DO THIS ::
Copy out the material below verbatim, line for line, but leave out the picture.

DATA SECTION ::
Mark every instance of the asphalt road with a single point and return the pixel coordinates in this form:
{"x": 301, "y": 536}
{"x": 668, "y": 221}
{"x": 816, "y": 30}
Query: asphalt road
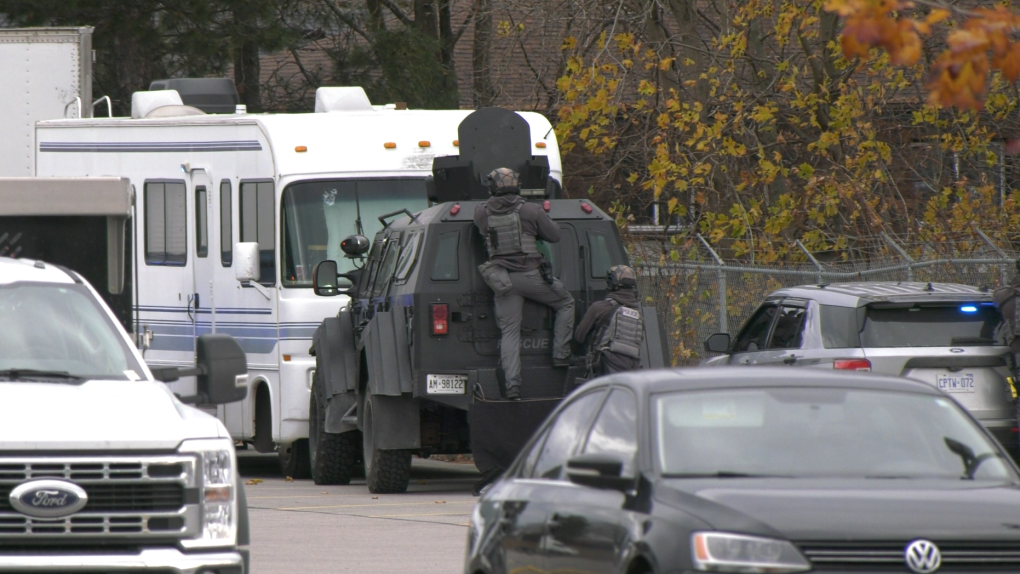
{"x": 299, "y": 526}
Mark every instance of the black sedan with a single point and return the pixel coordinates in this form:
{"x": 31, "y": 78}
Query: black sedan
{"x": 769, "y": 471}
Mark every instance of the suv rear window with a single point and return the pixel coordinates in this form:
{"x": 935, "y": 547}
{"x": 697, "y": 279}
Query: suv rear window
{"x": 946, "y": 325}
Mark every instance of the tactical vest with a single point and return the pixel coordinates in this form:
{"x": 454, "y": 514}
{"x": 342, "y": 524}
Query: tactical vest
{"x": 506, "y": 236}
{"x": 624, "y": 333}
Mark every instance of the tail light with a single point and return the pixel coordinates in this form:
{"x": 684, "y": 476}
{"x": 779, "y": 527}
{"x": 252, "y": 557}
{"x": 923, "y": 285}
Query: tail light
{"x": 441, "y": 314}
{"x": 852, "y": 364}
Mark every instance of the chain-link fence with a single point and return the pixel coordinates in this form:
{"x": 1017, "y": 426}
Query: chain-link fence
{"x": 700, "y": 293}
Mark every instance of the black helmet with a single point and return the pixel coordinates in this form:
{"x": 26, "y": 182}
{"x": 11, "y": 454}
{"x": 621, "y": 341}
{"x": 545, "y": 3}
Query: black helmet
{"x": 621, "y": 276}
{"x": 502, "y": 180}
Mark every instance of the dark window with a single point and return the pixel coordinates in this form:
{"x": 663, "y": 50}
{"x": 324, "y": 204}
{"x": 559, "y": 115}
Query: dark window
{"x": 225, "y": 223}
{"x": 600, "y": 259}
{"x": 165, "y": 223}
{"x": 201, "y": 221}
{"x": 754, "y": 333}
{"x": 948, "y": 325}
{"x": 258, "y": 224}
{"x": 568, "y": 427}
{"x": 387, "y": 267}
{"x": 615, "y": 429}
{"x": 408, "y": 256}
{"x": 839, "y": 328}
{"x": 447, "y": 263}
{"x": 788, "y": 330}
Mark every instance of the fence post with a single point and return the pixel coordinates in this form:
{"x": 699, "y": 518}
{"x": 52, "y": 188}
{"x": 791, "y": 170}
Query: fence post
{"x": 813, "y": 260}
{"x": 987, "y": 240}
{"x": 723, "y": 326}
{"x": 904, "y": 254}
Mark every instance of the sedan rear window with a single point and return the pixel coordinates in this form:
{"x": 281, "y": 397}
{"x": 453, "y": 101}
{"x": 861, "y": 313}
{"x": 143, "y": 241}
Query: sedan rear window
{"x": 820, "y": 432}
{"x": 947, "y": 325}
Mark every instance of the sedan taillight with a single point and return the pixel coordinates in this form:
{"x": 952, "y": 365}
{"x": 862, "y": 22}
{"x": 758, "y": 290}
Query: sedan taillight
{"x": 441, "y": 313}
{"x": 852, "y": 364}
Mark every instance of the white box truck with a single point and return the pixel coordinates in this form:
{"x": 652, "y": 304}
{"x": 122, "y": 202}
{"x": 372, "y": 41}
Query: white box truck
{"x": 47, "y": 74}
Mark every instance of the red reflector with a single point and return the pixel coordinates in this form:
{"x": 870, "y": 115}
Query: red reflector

WRITTEN ANSWER ::
Mark every instance of the asphalt road with a single point and return the pixel coordinates in this form:
{"x": 301, "y": 536}
{"x": 668, "y": 221}
{"x": 816, "y": 30}
Query: asphalt road
{"x": 299, "y": 526}
Mark every instance of the black sedan with a single point and return the pixel coordinates in this form:
{"x": 31, "y": 78}
Query: black sedan
{"x": 769, "y": 471}
Mark every instance of the suv rear window with a single point and return the pixel coordinates in this form:
{"x": 935, "y": 547}
{"x": 697, "y": 279}
Query: suv rear window
{"x": 946, "y": 325}
Mark every instance of the tactical vest with a single point and return the pixel coordinates in this form:
{"x": 454, "y": 514}
{"x": 342, "y": 524}
Query: tactical vest
{"x": 506, "y": 236}
{"x": 624, "y": 333}
Mark every instance of the tail light with a single point and return the pixel coordinates in this form:
{"x": 684, "y": 476}
{"x": 779, "y": 527}
{"x": 252, "y": 557}
{"x": 923, "y": 285}
Query: tail light
{"x": 441, "y": 314}
{"x": 852, "y": 364}
Mark every instance of the chain-link fence with a single point and return the pixel coordinates in this form:
{"x": 1017, "y": 426}
Query: chain-link fence
{"x": 700, "y": 293}
Mark every instance of the black helmet with a single point and return the pixel coordinates in this form:
{"x": 26, "y": 182}
{"x": 11, "y": 454}
{"x": 621, "y": 341}
{"x": 545, "y": 3}
Query: black helmet
{"x": 621, "y": 276}
{"x": 502, "y": 180}
Mark every instance of the dark window with a single point and return the pixel coordinates in this form:
{"x": 663, "y": 50}
{"x": 324, "y": 204}
{"x": 559, "y": 115}
Query: dark window
{"x": 225, "y": 223}
{"x": 600, "y": 259}
{"x": 165, "y": 223}
{"x": 201, "y": 221}
{"x": 754, "y": 333}
{"x": 948, "y": 325}
{"x": 258, "y": 224}
{"x": 568, "y": 427}
{"x": 387, "y": 267}
{"x": 615, "y": 429}
{"x": 408, "y": 256}
{"x": 839, "y": 328}
{"x": 447, "y": 263}
{"x": 788, "y": 330}
Mark every instance of the fence post with a single point and return the pixel coordinates in this form:
{"x": 699, "y": 518}
{"x": 52, "y": 188}
{"x": 791, "y": 170}
Query: fence post
{"x": 813, "y": 260}
{"x": 987, "y": 240}
{"x": 723, "y": 326}
{"x": 904, "y": 254}
Mark every instance of the sedan rear window with a single point and return the pixel coordinates in this form:
{"x": 281, "y": 397}
{"x": 453, "y": 101}
{"x": 861, "y": 313}
{"x": 143, "y": 241}
Query: sedan rear window
{"x": 820, "y": 432}
{"x": 947, "y": 325}
Mark every instance of the sedan taillight with a single point and return the pixel coordinates in this form:
{"x": 952, "y": 365}
{"x": 862, "y": 22}
{"x": 758, "y": 290}
Query: sedan taillight
{"x": 441, "y": 313}
{"x": 852, "y": 364}
Mark every instance of the white box truck with a single point and return the pixel coordinates in this form:
{"x": 652, "y": 304}
{"x": 122, "y": 202}
{"x": 372, "y": 41}
Query: white box truck
{"x": 47, "y": 74}
Mark every instance of the red reflector with a single point and return the pixel coordinates in this form:
{"x": 870, "y": 115}
Query: red reflector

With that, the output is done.